** Exercise materials follows **

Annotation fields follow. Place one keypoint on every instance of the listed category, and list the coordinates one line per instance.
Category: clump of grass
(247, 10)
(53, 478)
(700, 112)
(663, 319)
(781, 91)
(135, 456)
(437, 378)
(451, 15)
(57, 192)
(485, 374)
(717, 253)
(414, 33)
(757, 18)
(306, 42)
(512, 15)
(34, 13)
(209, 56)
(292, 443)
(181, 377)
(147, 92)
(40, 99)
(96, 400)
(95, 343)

** End of Exercise materials **

Return all the data exactly as given.

Annotation fields follow. Place one keypoint on every instance of the listed category, and list the coordinates one line per instance.
Category: clump of grass
(247, 10)
(53, 478)
(700, 112)
(663, 319)
(781, 91)
(135, 456)
(437, 378)
(451, 15)
(57, 192)
(485, 374)
(717, 253)
(414, 33)
(757, 18)
(306, 42)
(512, 15)
(34, 13)
(209, 56)
(292, 443)
(181, 377)
(147, 92)
(40, 99)
(96, 400)
(95, 343)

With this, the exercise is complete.